- Text to read
By 1920 Uranus was traversing its own sign of Aquarius(change and all that's new) maintaining an atmosphere in which people craved novelty. The work of this new breed of artists was in demand. Colourful prints to hang in the home, book and magazine illustrations, illustrated postcards and commercial advertisements were becoming a part of everyday life, both in Europe and America.

In Europe artists such as Alphonse Mucha and Toulouse Lautrec had led the way. In the USA Howard Pyle is credited with ushering in the Golden Age. His many pupils, and others inspired by them, helped it flourish - Maxfield Parrish, Norman Rockwell, and J.C. Leyendecker, among the best known.

The digital age has now changed the scene for illustrators, almost beyond recognition. We may never again see the talent and skills of Rockwell, Parrish and Leyendecker - that is all the more reason to appreciate them.

From the hundreds of examples available I've chosen a few to represent artists from the USA, Britain and Denmark. From the USA, Norman Rockwell, J.C. Leyendecker and Maxfield Parrish. From Denmark Kay Nielsen. From Britain Walter Crane.

- Set exercise 1
Please repeat the passage on Golden Age illustrators word for word, everything from "By 1920 Uranus" down to "Europe and America.".
- Set exercise 2
Translate this sentence from the passage on Golden Age illustrators into Spanish: "In Europe artists such as Alphonse Mucha and Toulouse Lautrec had led the way."
The data after this passage comes from a separate source.

- Extracted data
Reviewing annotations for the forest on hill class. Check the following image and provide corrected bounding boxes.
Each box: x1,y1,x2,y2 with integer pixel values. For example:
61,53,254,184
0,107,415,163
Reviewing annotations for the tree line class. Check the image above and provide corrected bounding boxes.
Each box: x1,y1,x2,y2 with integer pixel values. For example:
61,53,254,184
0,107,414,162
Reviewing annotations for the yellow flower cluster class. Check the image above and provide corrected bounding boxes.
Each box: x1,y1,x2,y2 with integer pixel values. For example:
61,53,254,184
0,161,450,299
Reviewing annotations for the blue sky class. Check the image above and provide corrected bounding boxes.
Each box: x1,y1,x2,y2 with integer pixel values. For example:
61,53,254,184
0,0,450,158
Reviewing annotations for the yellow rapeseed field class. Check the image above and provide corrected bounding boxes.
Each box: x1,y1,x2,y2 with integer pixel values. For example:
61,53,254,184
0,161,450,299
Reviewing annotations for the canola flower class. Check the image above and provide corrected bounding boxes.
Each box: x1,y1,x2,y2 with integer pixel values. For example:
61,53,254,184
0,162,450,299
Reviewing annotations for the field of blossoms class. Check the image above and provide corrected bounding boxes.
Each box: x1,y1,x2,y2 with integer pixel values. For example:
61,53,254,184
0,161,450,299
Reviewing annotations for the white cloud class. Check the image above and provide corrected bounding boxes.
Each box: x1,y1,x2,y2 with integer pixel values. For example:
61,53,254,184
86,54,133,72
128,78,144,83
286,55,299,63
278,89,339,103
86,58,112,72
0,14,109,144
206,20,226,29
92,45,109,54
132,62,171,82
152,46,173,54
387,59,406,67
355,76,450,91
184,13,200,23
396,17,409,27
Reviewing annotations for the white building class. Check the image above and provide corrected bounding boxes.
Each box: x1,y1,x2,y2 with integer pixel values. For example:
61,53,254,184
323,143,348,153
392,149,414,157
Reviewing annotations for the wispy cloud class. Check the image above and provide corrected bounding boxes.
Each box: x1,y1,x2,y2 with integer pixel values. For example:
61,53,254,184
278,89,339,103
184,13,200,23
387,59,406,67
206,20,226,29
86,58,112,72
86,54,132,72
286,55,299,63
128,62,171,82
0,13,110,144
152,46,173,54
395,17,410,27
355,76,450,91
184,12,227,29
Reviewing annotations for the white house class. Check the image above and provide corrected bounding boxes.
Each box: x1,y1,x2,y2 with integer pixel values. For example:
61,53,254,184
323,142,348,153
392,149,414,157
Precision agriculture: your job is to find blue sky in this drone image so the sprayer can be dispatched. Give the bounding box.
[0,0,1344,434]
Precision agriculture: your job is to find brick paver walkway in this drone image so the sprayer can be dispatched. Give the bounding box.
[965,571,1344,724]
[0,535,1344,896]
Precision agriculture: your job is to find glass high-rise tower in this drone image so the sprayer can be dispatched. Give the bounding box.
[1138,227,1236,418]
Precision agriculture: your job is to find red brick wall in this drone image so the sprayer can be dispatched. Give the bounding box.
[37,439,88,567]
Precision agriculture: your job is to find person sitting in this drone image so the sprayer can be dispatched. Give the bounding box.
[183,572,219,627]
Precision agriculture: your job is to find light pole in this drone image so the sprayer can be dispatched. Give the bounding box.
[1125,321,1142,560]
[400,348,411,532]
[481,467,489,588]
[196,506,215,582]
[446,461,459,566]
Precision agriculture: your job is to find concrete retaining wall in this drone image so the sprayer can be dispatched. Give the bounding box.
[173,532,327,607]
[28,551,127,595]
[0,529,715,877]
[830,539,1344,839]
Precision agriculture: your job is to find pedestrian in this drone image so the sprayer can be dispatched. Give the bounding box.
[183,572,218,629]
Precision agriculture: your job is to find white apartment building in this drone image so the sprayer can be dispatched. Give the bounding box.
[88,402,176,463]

- Expected answer 1
By 1920 Uranus was traversing its own sign of Aquarius(change and all that's new) maintaining an atmosphere in which people craved novelty. The work of this new breed of artists was in demand. Colourful prints to hang in the home, book and magazine illustrations, illustrated postcards and commercial advertisements were becoming a part of everyday life, both in Europe and America.

- Expected answer 2
En Europa, artistas como Alphonse Mucha y Toulouse Lautrec habían abierto el camino.